• [THE TASK]: From the lines below, keep only those containing the string "dark", matching case exactly, and copy each one out.

[START TASK INPUTS]

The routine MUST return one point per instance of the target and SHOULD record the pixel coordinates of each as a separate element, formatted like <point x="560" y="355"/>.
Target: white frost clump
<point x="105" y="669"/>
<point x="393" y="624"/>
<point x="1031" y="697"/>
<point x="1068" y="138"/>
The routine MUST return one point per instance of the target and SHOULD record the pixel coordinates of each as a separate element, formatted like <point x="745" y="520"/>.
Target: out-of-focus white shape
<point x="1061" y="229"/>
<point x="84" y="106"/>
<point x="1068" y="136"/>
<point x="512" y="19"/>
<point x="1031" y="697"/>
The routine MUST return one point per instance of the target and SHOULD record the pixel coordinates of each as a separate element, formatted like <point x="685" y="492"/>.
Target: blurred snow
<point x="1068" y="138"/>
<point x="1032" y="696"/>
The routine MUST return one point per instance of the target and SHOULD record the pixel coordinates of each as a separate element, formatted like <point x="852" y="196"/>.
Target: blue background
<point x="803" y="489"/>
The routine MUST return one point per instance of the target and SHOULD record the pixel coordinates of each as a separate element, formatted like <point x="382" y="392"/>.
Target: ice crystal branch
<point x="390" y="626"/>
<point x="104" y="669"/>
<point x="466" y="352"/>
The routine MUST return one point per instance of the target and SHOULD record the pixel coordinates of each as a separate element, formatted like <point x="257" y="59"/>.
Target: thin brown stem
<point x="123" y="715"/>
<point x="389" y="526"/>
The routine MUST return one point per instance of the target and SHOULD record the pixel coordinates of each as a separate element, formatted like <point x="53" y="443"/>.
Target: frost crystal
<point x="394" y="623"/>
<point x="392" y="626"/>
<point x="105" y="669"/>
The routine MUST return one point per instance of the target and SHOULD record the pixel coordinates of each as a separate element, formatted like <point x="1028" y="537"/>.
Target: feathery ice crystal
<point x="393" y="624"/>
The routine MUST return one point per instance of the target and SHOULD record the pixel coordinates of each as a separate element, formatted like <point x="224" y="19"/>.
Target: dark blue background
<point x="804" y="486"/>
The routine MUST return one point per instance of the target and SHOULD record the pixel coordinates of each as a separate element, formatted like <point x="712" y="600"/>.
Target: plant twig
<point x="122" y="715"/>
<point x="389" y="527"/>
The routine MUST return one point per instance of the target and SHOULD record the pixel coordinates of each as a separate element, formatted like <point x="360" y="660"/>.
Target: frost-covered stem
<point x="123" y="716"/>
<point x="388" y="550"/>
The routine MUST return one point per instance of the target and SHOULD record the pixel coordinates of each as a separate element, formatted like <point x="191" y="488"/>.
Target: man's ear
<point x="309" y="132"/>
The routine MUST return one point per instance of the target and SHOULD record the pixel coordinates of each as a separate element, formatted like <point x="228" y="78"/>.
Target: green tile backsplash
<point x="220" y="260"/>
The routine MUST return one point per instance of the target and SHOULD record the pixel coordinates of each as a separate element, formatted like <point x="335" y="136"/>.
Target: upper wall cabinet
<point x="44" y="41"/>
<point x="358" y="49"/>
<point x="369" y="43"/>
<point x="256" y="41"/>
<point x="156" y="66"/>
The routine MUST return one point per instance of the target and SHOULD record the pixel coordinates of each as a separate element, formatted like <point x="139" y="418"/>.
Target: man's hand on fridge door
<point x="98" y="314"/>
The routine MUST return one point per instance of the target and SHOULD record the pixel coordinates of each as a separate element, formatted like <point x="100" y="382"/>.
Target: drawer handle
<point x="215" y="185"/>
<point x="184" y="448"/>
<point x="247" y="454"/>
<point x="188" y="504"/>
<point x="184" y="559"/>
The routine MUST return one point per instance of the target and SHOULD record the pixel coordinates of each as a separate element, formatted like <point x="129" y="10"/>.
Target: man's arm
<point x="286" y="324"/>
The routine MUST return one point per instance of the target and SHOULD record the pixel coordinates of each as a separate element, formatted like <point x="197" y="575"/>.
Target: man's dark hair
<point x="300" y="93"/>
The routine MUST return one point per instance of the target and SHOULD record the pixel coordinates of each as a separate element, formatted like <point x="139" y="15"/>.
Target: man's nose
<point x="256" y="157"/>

[END TASK INPUTS]

• [WRITTEN RESPONSE]:
Target: dark blue background
Target: man's dark hair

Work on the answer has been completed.